WHAT YOU SHOULD DO: Please copy the data below exactly, from its first line through the line holding "spot the red duffel bag.", and skip the pictures.

PROVIDED MATERIAL:
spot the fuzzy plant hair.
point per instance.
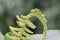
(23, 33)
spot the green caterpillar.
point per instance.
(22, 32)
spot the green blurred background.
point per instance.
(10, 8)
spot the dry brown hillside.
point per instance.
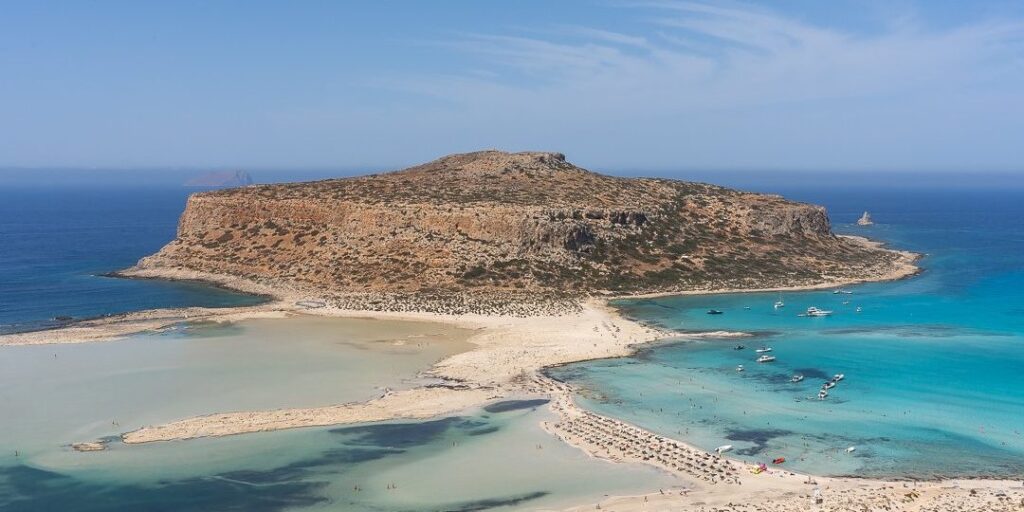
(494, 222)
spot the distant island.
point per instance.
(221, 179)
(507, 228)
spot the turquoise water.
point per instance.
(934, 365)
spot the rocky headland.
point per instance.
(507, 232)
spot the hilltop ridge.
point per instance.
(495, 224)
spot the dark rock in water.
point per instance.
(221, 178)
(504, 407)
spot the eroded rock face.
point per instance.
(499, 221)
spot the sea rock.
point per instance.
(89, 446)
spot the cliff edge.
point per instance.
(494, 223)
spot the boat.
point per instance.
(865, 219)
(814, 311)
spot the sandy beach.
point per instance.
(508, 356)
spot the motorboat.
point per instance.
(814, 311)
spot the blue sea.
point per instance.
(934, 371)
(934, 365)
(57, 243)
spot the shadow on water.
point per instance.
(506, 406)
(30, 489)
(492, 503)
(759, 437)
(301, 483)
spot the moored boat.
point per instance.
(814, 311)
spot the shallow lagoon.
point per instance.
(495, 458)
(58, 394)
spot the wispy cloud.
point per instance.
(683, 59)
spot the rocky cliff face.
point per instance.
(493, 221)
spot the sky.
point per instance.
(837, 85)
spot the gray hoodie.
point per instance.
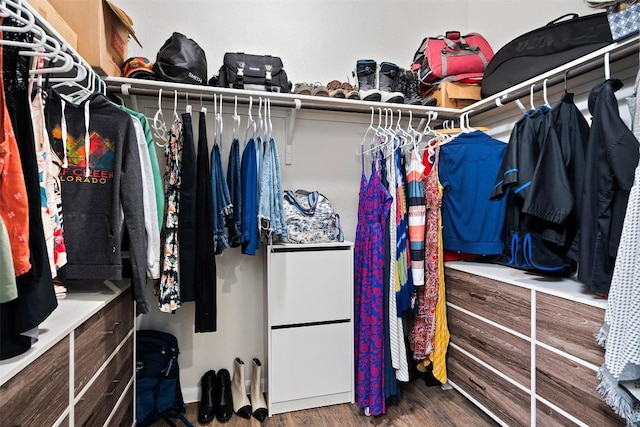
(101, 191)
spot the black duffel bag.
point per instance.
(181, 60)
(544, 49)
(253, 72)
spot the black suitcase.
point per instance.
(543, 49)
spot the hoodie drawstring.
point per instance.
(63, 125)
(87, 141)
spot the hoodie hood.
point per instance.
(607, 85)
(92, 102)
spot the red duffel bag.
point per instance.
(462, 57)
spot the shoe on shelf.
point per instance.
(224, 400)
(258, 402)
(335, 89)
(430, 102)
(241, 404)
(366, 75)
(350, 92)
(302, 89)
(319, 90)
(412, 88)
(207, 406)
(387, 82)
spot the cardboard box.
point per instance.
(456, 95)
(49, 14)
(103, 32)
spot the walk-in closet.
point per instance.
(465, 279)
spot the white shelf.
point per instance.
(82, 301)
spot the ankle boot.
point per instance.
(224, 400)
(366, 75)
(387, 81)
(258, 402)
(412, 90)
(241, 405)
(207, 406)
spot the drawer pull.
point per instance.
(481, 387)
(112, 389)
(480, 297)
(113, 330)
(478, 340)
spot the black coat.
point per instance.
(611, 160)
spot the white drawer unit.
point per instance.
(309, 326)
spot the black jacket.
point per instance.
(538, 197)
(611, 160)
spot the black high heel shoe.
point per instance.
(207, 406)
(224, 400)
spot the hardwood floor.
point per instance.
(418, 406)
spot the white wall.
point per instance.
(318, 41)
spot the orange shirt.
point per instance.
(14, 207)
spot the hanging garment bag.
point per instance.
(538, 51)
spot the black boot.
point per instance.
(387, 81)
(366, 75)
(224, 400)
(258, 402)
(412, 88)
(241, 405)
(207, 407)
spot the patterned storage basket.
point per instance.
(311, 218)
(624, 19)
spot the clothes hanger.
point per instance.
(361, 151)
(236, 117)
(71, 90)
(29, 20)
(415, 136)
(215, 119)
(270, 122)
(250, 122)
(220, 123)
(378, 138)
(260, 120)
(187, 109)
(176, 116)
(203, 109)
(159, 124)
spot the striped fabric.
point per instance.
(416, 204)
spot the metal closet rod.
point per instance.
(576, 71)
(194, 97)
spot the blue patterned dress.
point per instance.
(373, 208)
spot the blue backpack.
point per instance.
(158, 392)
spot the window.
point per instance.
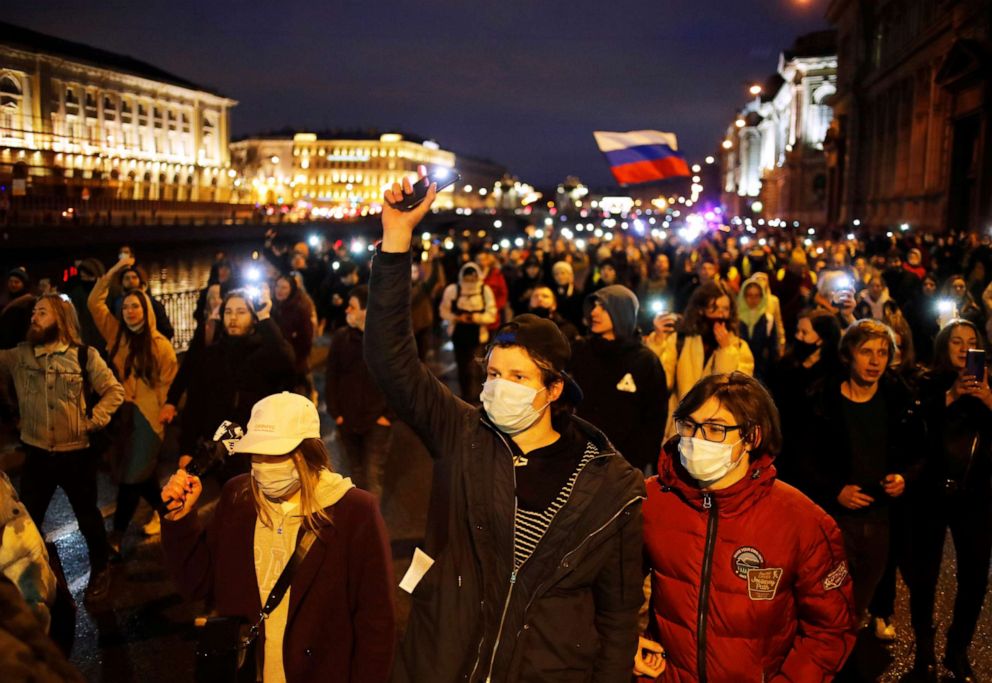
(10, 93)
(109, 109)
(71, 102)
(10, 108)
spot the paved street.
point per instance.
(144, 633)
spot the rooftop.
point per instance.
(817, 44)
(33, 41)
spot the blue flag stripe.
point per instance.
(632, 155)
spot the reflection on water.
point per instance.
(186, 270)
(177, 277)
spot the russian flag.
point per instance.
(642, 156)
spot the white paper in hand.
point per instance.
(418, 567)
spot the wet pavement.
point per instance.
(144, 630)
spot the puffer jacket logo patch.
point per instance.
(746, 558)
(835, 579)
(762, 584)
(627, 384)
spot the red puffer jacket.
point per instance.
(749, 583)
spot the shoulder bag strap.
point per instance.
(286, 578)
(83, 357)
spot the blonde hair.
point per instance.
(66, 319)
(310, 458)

WRITTEN RESPONSE:
spot the fuzzy plant hair.
point per instance.
(23, 33)
spot the green caterpillar.
point per instance.
(22, 32)
spot the green blurred background.
point per instance.
(10, 8)
spot the dry brown hillside.
point per instance.
(494, 222)
spot the distant island.
point per instance.
(221, 179)
(507, 228)
spot the turquoise water.
point per instance.
(934, 365)
spot the rocky headland.
point per instance.
(507, 232)
spot the hilltop ridge.
point per instance.
(495, 224)
spot the dark rock in water.
point per instance.
(221, 178)
(504, 407)
spot the eroded rock face.
point per instance.
(499, 221)
spot the sea rock.
point per instance.
(89, 446)
spot the cliff edge.
point per instance.
(494, 223)
spot the boat.
point per instance.
(865, 219)
(814, 311)
spot the sandy beach.
point per instance.
(508, 356)
spot the motorboat.
point per instance.
(814, 311)
spot the blue sea.
point per instance.
(934, 371)
(934, 365)
(57, 243)
spot the shadow on water.
point per instance.
(506, 406)
(30, 489)
(492, 503)
(759, 437)
(301, 483)
spot the moored boat.
point per instance.
(814, 311)
spot the shallow lagoon.
point per instance.
(495, 458)
(58, 394)
spot the wispy cloud.
point per instance.
(683, 59)
spot the rocky cliff face.
point per instance.
(493, 221)
spot the sky.
point per instance.
(837, 85)
spot the gray hoodie.
point per instance.
(101, 191)
spot the black duffel bag.
point per instance.
(181, 60)
(544, 49)
(253, 72)
spot the black suitcase.
point per instance.
(543, 49)
spot the hoodie drawstring.
point per instance.
(63, 125)
(87, 141)
spot the hoodie hood.
point per instance.
(607, 85)
(92, 102)
spot the red duffel bag.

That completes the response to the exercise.